* **Goal**
Rewrite the data from the line containing "Reviewer note. Check that every instance of the arched" through the line containing "<point>49,64</point>", inclusive, changing "arched window" to "round window" and leaving everything else as it is.

* **Dataset extract**

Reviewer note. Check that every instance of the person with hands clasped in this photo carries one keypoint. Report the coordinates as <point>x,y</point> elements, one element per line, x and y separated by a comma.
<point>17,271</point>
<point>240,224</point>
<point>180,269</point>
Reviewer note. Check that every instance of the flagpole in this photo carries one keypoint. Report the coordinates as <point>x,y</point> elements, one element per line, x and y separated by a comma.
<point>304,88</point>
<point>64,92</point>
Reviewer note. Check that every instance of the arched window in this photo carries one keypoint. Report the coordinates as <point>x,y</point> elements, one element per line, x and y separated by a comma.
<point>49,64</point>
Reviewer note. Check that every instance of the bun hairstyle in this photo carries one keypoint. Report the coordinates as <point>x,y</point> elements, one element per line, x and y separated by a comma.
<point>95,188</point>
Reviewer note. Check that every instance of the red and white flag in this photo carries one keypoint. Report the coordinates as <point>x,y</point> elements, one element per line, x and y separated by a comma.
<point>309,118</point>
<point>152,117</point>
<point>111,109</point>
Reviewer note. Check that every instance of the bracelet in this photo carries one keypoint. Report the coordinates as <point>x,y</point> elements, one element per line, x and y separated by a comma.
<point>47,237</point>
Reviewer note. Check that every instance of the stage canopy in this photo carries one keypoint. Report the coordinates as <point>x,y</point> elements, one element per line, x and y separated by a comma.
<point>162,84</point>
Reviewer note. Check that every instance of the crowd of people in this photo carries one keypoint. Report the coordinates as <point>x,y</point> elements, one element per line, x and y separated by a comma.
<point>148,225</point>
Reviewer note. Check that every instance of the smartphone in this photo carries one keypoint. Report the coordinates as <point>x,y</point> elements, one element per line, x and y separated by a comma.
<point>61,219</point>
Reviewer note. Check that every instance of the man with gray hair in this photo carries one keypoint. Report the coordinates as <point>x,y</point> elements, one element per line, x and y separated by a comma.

* **Completed exercise**
Reviewer note. Check that every instance of the round window in this photo carries one keypoint. Report the coordinates as <point>x,y</point> elements, one element per line, x and y separated by a comma.
<point>49,64</point>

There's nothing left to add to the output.